WHAT TO PRODUCE: Please output the data below exactly as given, starting at its first line and stopping after the line that contains "Return the outline of every instance of the wicker".

Segmentation mask data:
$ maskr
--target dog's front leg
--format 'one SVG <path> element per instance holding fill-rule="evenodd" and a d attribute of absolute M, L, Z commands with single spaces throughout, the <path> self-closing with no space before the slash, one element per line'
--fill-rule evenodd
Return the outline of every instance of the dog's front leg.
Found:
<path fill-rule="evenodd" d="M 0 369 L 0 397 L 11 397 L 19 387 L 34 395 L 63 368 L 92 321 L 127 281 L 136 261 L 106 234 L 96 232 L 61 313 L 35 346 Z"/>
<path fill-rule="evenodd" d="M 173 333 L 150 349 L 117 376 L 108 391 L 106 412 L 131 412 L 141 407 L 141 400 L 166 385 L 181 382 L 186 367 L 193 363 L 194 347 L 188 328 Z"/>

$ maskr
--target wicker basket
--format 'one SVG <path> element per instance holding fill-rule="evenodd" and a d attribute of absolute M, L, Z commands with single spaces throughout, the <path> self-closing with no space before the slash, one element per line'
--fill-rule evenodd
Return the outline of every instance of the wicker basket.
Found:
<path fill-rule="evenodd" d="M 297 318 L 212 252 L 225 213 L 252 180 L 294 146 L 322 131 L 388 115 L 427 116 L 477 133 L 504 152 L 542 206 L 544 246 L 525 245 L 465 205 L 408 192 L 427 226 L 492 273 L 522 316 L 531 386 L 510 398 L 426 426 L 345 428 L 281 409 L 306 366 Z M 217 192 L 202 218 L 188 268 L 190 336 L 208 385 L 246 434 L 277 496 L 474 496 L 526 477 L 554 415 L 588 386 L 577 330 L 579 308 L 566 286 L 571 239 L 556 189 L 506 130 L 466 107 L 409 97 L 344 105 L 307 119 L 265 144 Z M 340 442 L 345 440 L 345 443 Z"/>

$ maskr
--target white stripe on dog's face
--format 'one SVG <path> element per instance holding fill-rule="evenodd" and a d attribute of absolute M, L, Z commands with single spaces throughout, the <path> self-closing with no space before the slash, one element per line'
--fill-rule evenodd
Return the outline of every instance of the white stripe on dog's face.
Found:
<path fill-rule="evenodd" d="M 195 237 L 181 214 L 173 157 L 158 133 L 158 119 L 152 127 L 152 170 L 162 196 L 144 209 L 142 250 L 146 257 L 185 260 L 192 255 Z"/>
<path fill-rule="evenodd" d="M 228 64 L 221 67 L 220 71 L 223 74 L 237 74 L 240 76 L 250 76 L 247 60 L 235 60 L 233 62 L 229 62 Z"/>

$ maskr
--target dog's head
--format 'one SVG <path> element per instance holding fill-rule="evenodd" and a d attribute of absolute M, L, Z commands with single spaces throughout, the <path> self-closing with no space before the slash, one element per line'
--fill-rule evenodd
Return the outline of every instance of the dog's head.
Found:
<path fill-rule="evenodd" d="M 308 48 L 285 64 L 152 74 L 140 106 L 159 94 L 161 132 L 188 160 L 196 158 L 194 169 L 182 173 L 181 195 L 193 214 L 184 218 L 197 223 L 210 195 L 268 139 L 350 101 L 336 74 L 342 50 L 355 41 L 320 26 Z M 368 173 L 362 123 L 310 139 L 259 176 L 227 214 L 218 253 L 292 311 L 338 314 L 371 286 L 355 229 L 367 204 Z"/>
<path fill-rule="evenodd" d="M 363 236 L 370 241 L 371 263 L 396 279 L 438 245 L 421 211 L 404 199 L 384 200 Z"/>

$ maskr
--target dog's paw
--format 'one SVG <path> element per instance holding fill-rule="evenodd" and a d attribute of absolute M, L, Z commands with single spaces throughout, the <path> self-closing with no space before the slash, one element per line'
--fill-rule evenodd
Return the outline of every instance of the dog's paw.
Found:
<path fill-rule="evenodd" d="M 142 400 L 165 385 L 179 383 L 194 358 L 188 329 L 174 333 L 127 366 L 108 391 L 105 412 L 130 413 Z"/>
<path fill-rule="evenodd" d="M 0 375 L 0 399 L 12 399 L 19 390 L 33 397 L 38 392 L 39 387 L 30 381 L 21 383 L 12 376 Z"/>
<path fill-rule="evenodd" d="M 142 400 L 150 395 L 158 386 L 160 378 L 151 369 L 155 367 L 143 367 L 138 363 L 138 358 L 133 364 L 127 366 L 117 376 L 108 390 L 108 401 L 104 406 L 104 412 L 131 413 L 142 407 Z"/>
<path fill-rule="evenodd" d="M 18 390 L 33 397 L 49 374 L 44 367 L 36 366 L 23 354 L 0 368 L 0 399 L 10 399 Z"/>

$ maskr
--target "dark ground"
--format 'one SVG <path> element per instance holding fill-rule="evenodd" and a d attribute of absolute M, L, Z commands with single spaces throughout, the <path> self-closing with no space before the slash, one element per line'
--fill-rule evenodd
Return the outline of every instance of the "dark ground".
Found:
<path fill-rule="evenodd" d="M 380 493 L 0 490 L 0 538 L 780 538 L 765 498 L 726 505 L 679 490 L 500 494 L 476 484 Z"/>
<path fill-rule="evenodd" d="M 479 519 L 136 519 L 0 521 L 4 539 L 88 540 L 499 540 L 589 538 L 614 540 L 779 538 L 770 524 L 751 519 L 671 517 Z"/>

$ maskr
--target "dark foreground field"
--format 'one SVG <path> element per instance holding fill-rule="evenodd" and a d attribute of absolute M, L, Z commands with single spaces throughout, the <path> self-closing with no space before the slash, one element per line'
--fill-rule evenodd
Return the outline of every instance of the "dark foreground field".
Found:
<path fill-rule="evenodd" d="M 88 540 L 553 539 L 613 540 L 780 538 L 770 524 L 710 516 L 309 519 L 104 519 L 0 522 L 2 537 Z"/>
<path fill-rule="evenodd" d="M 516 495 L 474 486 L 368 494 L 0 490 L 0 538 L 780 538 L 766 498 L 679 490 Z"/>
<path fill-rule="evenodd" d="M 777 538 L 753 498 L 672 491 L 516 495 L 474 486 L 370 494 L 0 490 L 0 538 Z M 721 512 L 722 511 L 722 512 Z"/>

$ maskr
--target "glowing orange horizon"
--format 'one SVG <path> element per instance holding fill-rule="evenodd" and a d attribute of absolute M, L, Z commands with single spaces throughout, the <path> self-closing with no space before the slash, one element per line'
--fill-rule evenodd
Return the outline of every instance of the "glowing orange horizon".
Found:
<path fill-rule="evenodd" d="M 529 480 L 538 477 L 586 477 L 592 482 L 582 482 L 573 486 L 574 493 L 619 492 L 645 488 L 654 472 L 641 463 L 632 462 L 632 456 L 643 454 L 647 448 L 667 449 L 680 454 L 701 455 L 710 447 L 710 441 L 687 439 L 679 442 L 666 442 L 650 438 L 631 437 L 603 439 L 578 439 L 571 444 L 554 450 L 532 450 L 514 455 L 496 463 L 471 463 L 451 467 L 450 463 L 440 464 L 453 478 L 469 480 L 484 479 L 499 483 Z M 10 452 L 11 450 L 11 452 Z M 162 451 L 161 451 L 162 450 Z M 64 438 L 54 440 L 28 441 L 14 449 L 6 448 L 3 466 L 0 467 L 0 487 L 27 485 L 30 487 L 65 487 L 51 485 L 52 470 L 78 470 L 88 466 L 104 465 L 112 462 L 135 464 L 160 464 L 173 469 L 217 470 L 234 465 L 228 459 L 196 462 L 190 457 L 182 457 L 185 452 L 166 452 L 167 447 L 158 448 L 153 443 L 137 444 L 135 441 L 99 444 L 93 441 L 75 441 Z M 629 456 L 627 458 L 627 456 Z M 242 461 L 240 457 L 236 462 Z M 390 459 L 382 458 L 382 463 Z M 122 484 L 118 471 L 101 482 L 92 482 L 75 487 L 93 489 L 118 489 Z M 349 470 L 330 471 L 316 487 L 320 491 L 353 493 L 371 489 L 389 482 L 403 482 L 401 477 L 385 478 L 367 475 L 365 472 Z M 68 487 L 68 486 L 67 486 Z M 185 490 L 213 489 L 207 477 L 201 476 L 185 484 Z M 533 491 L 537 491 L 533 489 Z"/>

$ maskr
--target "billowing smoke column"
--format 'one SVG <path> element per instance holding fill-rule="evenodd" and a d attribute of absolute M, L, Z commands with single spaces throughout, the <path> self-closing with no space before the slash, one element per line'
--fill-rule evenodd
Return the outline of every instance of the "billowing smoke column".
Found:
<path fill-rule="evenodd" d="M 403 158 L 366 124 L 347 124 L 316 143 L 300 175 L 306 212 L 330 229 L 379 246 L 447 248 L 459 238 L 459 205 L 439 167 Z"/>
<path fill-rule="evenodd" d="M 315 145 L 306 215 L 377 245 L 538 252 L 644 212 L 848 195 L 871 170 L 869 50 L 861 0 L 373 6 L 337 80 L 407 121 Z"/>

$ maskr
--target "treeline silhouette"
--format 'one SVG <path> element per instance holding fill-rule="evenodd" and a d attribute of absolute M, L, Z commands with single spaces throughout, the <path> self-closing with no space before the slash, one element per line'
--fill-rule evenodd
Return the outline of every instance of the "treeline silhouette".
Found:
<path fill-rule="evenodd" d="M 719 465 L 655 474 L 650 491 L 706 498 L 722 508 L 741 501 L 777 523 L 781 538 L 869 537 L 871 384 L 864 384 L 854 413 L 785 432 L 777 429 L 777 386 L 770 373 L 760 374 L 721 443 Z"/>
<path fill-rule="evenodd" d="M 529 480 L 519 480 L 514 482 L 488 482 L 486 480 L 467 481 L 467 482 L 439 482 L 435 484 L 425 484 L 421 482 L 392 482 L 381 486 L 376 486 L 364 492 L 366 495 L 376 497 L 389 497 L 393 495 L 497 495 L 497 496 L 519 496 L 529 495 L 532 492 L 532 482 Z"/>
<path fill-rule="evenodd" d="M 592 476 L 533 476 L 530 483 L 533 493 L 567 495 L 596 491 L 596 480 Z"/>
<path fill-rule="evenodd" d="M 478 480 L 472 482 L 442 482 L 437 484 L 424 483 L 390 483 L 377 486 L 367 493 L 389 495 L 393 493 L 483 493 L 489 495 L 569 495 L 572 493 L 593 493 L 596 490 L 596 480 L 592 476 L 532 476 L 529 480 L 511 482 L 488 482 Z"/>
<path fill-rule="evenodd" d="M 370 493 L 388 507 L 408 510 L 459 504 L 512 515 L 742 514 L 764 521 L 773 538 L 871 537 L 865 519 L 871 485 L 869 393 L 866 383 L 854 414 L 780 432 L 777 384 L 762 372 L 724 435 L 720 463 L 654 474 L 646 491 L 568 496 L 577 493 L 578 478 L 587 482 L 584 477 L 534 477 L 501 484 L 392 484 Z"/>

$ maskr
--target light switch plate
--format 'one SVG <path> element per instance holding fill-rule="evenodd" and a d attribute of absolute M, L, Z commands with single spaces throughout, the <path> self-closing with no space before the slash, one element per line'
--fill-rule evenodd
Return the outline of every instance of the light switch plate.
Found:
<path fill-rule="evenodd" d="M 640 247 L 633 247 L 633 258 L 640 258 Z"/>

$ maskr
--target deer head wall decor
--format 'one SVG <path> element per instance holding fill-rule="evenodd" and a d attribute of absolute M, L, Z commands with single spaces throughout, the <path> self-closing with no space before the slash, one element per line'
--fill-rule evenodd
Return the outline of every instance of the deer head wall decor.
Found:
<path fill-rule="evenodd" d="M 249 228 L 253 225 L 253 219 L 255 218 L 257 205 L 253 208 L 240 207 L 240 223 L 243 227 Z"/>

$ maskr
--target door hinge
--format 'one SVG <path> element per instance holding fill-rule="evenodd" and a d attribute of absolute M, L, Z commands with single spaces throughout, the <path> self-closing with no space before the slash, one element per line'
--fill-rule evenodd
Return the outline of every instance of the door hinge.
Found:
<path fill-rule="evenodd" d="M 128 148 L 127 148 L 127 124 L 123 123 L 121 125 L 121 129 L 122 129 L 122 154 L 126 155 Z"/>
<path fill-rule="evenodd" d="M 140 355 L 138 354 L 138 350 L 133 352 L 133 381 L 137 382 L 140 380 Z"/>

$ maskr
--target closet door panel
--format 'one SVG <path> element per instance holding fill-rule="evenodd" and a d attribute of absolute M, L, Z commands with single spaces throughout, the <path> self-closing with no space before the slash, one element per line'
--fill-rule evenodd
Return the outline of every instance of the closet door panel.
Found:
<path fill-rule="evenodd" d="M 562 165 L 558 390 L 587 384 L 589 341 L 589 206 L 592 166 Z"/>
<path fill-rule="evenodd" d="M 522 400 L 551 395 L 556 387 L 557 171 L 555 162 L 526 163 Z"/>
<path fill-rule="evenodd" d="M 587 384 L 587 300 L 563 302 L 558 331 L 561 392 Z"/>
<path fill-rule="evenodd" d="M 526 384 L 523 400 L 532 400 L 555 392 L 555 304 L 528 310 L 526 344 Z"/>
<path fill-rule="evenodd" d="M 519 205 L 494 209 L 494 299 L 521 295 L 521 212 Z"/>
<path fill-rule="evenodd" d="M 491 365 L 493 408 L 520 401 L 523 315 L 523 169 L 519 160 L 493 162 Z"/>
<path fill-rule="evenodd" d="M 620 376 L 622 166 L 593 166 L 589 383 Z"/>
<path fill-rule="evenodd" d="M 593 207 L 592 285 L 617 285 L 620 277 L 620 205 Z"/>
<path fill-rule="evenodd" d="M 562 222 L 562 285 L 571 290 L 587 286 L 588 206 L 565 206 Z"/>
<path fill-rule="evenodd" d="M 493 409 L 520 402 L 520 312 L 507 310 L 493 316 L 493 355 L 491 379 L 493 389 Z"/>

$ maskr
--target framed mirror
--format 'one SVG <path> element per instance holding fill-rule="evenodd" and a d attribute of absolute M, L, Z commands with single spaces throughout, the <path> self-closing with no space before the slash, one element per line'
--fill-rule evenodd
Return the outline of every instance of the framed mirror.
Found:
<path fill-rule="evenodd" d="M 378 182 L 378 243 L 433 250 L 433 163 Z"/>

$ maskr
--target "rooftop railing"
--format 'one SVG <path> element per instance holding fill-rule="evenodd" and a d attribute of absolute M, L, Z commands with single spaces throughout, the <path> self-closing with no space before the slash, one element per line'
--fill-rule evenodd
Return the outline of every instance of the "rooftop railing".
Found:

ANSWER TO THIS TASK:
$ maskr
--target dog's front leg
--format 'one SVG <path> element per instance holding fill-rule="evenodd" and a d attribute of absolute M, L, Z commands with single spaces throughout, the <path> self-closing with no space before the slash, one element per line'
--fill-rule evenodd
Return the outline of every instance of the dog's front leg.
Found:
<path fill-rule="evenodd" d="M 0 369 L 0 397 L 11 397 L 19 387 L 34 395 L 63 368 L 92 321 L 127 281 L 136 261 L 106 234 L 96 232 L 61 313 L 35 346 Z"/>
<path fill-rule="evenodd" d="M 173 333 L 150 349 L 117 376 L 108 391 L 106 412 L 131 412 L 141 407 L 141 400 L 166 385 L 181 382 L 186 367 L 193 363 L 194 347 L 188 328 Z"/>

$ maskr
--target wicker basket
--format 'one SVG <path> element per instance holding fill-rule="evenodd" and a d attribute of absolute M, L, Z commands with single spaces throughout, the <path> self-closing with no space before the slash, one element per line'
--fill-rule evenodd
Return the outline of every instance of the wicker basket.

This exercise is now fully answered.